Problem 1: In the article on the European election, how many MEPs did the SNP win in Scotland?
Problem 2: Reproduce the election article word for word, from "Across the UK, the" up to and including "that reason alone.".

Text block:
Across the UK, the election was won by Nigel Farage’s Brexit Party, followed by the Liberal Democrats, Labour, Greens and Tories in terms of MEPs.

It was the worst ever result for Labour and the Tories, who lost 10 of 20 MEPs and 15 of 19 MEPs respectively, as their vote share collapsed.

In Scotland, Labour fared even worse, coming fifth and losing both its MEPs while the SNP took three, with one each for the Brexit Party, LibDems and Tories. 

Ms Dugdale, who led Scottish Labour from 2015 to 2017 and is now director of the John Smith Centre at the University of Glasgow, spoke to BBC Radio 4 for a forthcoming documentary on the coming general election fight in Scotland.

She said: “I voted SNP once in my life and that was in the European Union elections immediately after Brexit, where I was so mad about Brexit, I wanted to register a vote for them. And for that reason alone.

“I felt I could vote for the SNP in that European Union election, because that in no way could be construed as a vote for independence. I felt that that was a safe thing to do.

I voted Labour in every election since then, from the council to the Scottish Parliament, to the general election, I have used a vote for Labour.”

Ms Dugdale, who is no longer a party member, is married to SNP Education Secretary Jenny Gilruth.

Extracted information:
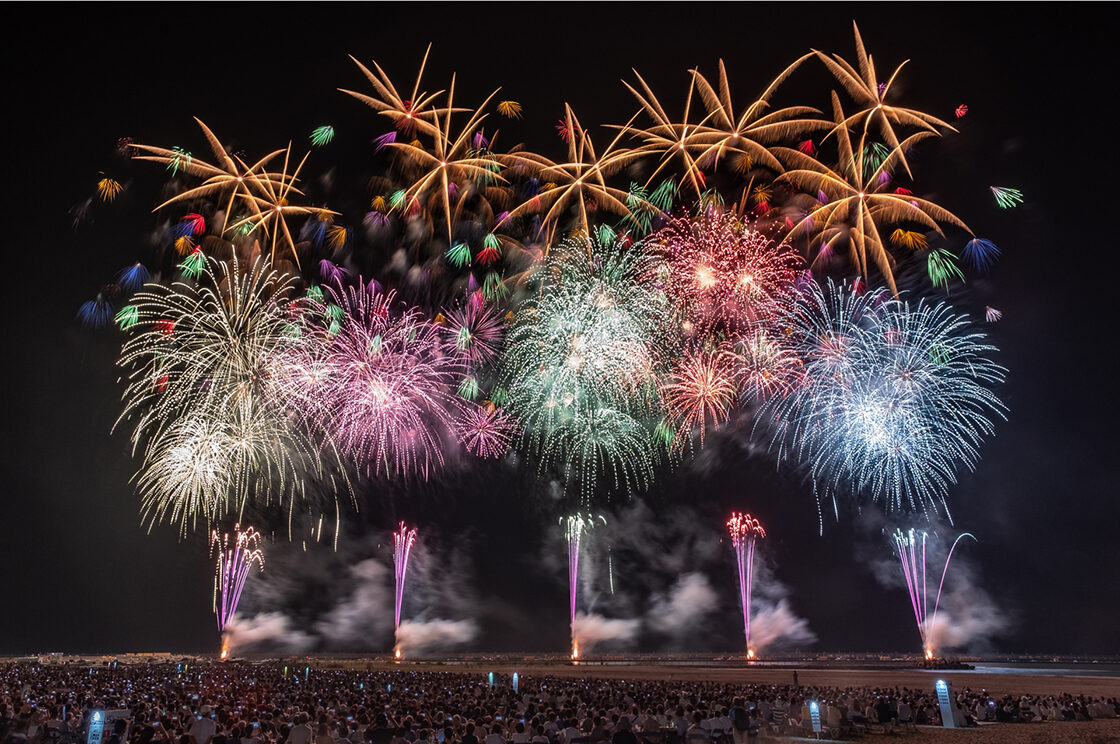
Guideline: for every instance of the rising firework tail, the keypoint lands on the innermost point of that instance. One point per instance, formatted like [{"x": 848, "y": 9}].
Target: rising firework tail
[
  {"x": 910, "y": 547},
  {"x": 236, "y": 552},
  {"x": 745, "y": 530}
]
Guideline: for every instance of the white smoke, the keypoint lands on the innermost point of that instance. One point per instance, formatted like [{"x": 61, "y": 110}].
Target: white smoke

Problem solution 1: Three.

Problem solution 2:
Across the UK, the election was won by Nigel Farage’s Brexit Party, followed by the Liberal Democrats, Labour, Greens and Tories in terms of MEPs.

It was the worst ever result for Labour and the Tories, who lost 10 of 20 MEPs and 15 of 19 MEPs respectively, as their vote share collapsed.

In Scotland, Labour fared even worse, coming fifth and losing both its MEPs while the SNP took three, with one each for the Brexit Party, LibDems and Tories. 

Ms Dugdale, who led Scottish Labour from 2015 to 2017 and is now director of the John Smith Centre at the University of Glasgow, spoke to BBC Radio 4 for a forthcoming documentary on the coming general election fight in Scotland.

She said: “I voted SNP once in my life and that was in the European Union elections immediately after Brexit, where I was so mad about Brexit, I wanted to register a vote for them. And for that reason alone.